Task requirements — Rewrite the records from the start up to and including the line with "[118,648,160,662]", swapping "bounding boxes" for "box coordinates" and leaving everything else unchanged.

Dataset excerpts —
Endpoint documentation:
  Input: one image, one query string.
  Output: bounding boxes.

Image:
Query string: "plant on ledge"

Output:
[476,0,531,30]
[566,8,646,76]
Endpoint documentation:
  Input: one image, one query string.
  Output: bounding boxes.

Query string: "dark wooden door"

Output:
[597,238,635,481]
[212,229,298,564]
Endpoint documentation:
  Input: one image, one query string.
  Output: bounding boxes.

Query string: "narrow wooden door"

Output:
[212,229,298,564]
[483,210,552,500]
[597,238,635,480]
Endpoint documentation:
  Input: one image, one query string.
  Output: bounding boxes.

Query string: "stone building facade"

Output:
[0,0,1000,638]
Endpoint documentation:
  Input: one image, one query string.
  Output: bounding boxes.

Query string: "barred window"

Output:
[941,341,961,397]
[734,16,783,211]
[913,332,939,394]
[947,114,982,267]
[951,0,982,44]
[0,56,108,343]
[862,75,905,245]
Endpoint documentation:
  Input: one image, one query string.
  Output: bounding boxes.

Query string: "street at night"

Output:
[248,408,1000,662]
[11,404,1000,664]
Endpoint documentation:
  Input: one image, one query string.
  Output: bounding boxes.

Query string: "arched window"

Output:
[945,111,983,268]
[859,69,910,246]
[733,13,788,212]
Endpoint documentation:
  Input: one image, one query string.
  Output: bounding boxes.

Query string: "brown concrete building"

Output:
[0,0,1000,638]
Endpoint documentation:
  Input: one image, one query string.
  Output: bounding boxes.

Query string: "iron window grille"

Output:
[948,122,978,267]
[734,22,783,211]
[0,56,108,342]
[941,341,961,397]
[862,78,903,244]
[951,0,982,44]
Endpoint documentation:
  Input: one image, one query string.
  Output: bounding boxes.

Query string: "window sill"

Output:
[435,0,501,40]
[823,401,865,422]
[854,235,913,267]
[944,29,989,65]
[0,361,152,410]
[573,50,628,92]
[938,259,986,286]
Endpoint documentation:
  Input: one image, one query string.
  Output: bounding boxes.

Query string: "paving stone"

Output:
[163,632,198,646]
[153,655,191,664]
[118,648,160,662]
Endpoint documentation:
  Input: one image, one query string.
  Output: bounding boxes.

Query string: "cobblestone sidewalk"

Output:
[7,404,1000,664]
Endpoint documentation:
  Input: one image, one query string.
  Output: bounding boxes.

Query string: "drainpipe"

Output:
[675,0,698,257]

Solution below —
Endpoint documentation:
  Input: one image, one query string.
  Output: box coordinates.

Image:
Query string: "plant on ledge"

Output:
[476,0,531,30]
[566,8,646,76]
Endpoint documentation:
  Input: one image, one query string.
  Output: box coordinates.

Query string: "dark wooden door"

Output:
[597,238,635,481]
[212,229,298,564]
Endpoint documentation:
  Input: one image, one query string.
  Output: box coordinates.

Query string: "narrow wooden door"

Output:
[212,229,298,564]
[483,210,552,500]
[597,238,635,480]
Endpoint documentation:
  Input: one image, one query string.
  Output: box coordinates.

Query string: "stone building facade"

Output:
[0,0,1000,638]
Endpoint documentation:
  Input: one image, one query string.
  Output: box coordinates.

Query string: "barred window"

Output:
[941,341,961,397]
[734,16,783,211]
[913,332,939,394]
[947,114,982,267]
[951,0,982,44]
[0,56,108,343]
[862,75,905,245]
Endpoint documentation:
  Input: one image, one query string.
  Output: box coordinates.

Query string: "street at night"

Output:
[248,408,1000,662]
[11,404,1000,664]
Endpoint documentation:
  Input: one image, one query string.
  Output: box coordinates.

Query string: "arched window"

Output:
[945,111,983,268]
[859,69,910,246]
[733,13,788,212]
Endpoint documentation:
  Input: one image, one query string.
  Output: box coordinates.

Query string: "brown concrete building"

Output:
[0,0,1000,638]
Endpoint documentation:
  Input: one image, one query string.
  Output: box coordinates.

Query string: "iron window grille"

Output:
[948,122,978,267]
[734,22,783,211]
[0,56,108,342]
[941,341,961,397]
[862,78,903,244]
[951,0,982,44]
Endpoint documentation:
  Input: one image, one query string.
  Output: box coordinates.

Query string: "window sill"

Output:
[435,0,501,40]
[823,401,865,422]
[854,235,913,267]
[944,29,989,65]
[0,361,152,410]
[573,50,628,92]
[938,259,986,286]
Endpoint documentation:
  Input: one image, one query string.
  Output: box coordinates.

Query string: "paving stone"

Output:
[163,632,198,646]
[153,655,191,664]
[118,648,160,662]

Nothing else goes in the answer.